BEGIN Given records
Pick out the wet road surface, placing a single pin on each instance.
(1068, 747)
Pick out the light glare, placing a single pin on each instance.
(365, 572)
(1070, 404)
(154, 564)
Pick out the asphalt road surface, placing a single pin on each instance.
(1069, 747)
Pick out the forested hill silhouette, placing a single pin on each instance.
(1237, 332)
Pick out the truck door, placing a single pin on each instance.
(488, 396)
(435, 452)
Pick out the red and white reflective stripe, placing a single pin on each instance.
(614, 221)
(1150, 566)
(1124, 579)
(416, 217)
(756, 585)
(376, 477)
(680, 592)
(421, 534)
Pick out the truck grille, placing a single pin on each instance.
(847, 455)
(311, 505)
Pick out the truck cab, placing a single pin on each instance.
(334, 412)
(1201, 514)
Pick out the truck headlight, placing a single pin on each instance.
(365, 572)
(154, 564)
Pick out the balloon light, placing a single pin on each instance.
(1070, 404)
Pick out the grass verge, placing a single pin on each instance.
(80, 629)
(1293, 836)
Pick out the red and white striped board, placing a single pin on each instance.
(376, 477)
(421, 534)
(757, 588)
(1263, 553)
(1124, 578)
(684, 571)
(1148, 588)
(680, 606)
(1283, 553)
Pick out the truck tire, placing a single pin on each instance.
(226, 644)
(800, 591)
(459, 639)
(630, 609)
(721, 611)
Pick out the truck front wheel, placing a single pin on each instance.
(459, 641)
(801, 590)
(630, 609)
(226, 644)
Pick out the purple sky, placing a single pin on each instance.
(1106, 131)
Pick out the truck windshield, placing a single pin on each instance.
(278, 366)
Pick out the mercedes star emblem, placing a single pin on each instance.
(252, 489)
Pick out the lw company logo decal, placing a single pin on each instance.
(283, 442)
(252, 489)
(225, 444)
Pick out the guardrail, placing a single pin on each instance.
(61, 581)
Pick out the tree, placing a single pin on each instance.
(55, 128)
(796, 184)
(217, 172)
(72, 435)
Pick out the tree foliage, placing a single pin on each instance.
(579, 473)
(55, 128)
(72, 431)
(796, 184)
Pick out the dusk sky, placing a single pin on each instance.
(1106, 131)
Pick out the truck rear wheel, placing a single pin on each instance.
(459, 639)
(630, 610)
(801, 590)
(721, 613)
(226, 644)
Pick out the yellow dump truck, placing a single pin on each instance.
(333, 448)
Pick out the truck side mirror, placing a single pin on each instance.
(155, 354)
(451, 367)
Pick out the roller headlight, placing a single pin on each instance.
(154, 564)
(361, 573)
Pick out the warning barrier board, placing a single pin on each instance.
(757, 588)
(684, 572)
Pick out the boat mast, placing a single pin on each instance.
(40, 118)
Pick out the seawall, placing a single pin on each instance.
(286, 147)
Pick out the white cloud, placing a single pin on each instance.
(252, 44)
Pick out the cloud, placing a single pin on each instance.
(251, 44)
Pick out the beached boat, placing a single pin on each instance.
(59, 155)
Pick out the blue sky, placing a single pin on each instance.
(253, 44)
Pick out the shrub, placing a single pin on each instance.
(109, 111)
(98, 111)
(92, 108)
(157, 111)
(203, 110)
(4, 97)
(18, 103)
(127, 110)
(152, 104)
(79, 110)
END Given records
Exercise requirements
Print exactly the line containing "Pick out the purple" and every line after it through the end of the records above, and nothing else.

Output of the task
Pick out the purple sky, placing a single pin on each instance.
(1106, 131)
Pick out the truck windshield, placing a single pin on each instance.
(278, 366)
Pick out the mercedes star emblem, placing a single pin on each instance.
(252, 489)
Pick out the lw company logo decal, placing a single pin on each instance.
(283, 442)
(252, 489)
(225, 444)
Pick out the guardrail, placing a single pin on each instance.
(61, 581)
Pick out the tree, placing a single pin on each instance.
(55, 128)
(796, 184)
(217, 172)
(72, 435)
Pick out the tree foliage, placing a single pin on each instance.
(579, 473)
(55, 128)
(72, 431)
(796, 184)
Pick out the dusk sky, placing a single pin on each instance.
(1106, 131)
Pick out the truck rear wheel, placing a single pin on each instance.
(459, 639)
(630, 610)
(801, 590)
(721, 613)
(226, 644)
Pick out the yellow dump truck, placing a single pin on each instance.
(333, 448)
Pick out the truck side mirror, placing a single pin on each instance.
(155, 354)
(451, 367)
Pick out the roller headlight, placing a single pin on each instance.
(154, 564)
(361, 573)
Pick out the warning barrier board, placing a single pin on each instance.
(757, 588)
(684, 572)
Pick out the boat mast, placing a single pin on each instance.
(40, 118)
Pick out the seawall, placing a single pin on each instance.
(286, 147)
Pick out the white cloud, placing a single pin on each instance.
(252, 44)
Pick out the cloud, placing a single pin on each instance.
(251, 44)
Pick out the beached boat, placing a single pin on each instance.
(59, 155)
Pick out the blue sky, placing a single pin on each instance.
(253, 44)
Pick out the shrub, placing a single pin on each instance.
(109, 111)
(98, 111)
(92, 108)
(157, 111)
(203, 110)
(4, 97)
(18, 103)
(127, 110)
(152, 104)
(79, 110)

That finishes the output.